What the task asks | Every entry, exactly as given, must be retyped.

Excerpted data |
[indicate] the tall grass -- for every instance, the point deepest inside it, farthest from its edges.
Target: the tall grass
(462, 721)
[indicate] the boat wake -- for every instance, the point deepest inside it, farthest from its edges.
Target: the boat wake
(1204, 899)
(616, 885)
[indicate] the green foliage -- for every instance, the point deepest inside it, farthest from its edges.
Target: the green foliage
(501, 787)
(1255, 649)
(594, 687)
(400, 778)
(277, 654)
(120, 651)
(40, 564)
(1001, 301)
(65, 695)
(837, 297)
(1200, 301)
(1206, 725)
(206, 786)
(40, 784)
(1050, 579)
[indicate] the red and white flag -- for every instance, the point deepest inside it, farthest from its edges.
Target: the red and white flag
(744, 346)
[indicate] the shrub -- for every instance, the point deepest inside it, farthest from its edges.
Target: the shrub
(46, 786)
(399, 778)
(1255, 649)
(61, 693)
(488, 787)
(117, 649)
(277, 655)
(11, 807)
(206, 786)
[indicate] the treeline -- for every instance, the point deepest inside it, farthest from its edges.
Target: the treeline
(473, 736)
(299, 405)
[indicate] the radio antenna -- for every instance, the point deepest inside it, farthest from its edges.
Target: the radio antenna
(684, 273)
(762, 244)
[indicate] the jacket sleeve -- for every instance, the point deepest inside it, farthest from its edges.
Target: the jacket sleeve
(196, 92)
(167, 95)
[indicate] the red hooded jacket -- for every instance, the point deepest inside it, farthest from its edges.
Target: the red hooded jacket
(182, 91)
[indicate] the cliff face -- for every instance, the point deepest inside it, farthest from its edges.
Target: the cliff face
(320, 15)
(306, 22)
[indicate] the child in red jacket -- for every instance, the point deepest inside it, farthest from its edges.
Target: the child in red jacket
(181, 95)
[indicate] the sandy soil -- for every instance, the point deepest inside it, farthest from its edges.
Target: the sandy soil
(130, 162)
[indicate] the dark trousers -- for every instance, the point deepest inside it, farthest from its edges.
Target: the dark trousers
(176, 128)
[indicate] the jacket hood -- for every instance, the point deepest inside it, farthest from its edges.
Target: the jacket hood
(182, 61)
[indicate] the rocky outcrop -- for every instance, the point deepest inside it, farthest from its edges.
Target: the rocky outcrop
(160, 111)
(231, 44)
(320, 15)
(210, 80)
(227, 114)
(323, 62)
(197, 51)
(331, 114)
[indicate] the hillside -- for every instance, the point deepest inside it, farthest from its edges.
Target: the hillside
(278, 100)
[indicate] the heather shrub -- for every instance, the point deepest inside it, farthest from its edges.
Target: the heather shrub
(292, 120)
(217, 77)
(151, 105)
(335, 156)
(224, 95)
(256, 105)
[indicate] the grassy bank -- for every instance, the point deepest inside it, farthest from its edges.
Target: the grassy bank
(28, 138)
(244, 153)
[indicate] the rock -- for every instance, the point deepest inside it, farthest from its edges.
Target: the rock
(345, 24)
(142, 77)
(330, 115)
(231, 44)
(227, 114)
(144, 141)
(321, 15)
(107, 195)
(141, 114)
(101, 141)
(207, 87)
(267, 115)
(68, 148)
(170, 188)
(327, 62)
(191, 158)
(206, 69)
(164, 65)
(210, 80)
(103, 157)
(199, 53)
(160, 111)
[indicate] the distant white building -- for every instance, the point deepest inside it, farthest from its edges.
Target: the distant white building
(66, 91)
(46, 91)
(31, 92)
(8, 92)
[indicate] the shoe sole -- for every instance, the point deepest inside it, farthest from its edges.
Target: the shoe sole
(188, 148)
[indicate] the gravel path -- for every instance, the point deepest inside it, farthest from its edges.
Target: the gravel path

Answer space |
[indicate] the tall grass -- for every instance, the point deepest inside it, farthest from its edges.
Target: the tall grass
(462, 721)
[indicate] the boat wake -- for every instance, the point deepest inside it, farthest from its edges.
Target: the boat wake
(1204, 899)
(616, 885)
[indicate] the green foliage -- for every instance, the point deepest inside it, farthest from its edges.
Target: the green foliage
(501, 787)
(1255, 649)
(594, 687)
(400, 778)
(277, 654)
(120, 651)
(40, 564)
(1001, 301)
(65, 695)
(837, 297)
(1200, 301)
(1206, 725)
(206, 786)
(40, 784)
(1050, 579)
[indicate] the red and white flag -- for every instance, the point deepest inside it, farthest from its edges.
Target: the red and white flag
(744, 346)
[indicate] the shrub -- for every instance, the point deepest inside it, farthest from its edges.
Target: the shrub
(46, 786)
(399, 778)
(1255, 649)
(61, 693)
(488, 787)
(117, 649)
(277, 655)
(11, 807)
(206, 786)
[indicate] the treeline -- for every instance, the point deepest inside it, farthest from its edges.
Target: the treeline
(473, 736)
(299, 405)
[indicate] the radio antenna -- for every instance, the point deepest inside it, farthest from its edges.
Target: the radio antenna
(684, 273)
(762, 244)
[indicate] the jacket sleeve -- for every instance, the point deepest inside it, farthest from its edges.
Target: the jacket sleeve
(196, 92)
(167, 95)
[indicate] the red hooded jacket -- for every instance, the point deepest inside it, farthest from its edges.
Target: the red hooded jacket
(182, 91)
[indicate] the cliff face -- for every instance, the point deepest inside it, farthest from its edges.
Target: the cliff face
(320, 15)
(306, 22)
[indicate] the child in red jacket -- for every instance, the point deepest inside it, farthest from its edges.
Target: the child in red jacket
(181, 95)
[indicate] the sandy soil -- for every instance, the point deepest inside it, farthest from its edges.
Target: the sandy soil
(130, 162)
[indicate] the dark trousers -- for every instance, the point deepest inside it, farthest from its edges.
Target: the dark trousers
(176, 128)
[indicate] the jacket hood -- for every instance, the point deepest inside it, farthest from its edges.
Target: the jacket hood
(182, 61)
[indicate] the rocky outcrop -- for every instance, the point deepest inside it, farthest from its edges.
Target: the rocky outcrop
(160, 111)
(231, 44)
(320, 15)
(210, 80)
(227, 114)
(323, 62)
(197, 51)
(331, 114)
[indicate] the hillside -- for every instance, the point deepest inside it, farthest from its edges.
Target: the hillside
(278, 100)
[indicate] the heather shrub -- for every instance, the point deepest inside it, farthest from its edges.
Target: the heather shrub
(292, 120)
(217, 77)
(151, 105)
(335, 156)
(224, 95)
(256, 105)
[indicate] the grassy bank -- for every instance, the point deepest inside it, farthest from its edges.
Target: the grassy bank
(28, 138)
(244, 153)
[indicate] the rock -- for every instance, the point deepest inside it, farthest from its edges.
Target: the rock
(345, 24)
(142, 77)
(330, 115)
(231, 44)
(227, 114)
(144, 141)
(321, 15)
(107, 195)
(141, 114)
(101, 141)
(207, 87)
(267, 115)
(68, 148)
(170, 188)
(327, 62)
(191, 158)
(206, 69)
(164, 65)
(210, 80)
(103, 157)
(199, 53)
(160, 111)
[indicate] the distant white building -- for every instance, the point deepest inside it, farthest from its edges.
Target: the distant white building
(66, 91)
(46, 91)
(31, 92)
(8, 92)
[indicate] the shoe sole -- for every instance, the point deepest inside it, farthest from its edges.
Target: the shoe sole
(188, 148)
[indicate] the gravel path -- for every instance, the point deepest inside it, farthest from its edges.
Target: the gravel path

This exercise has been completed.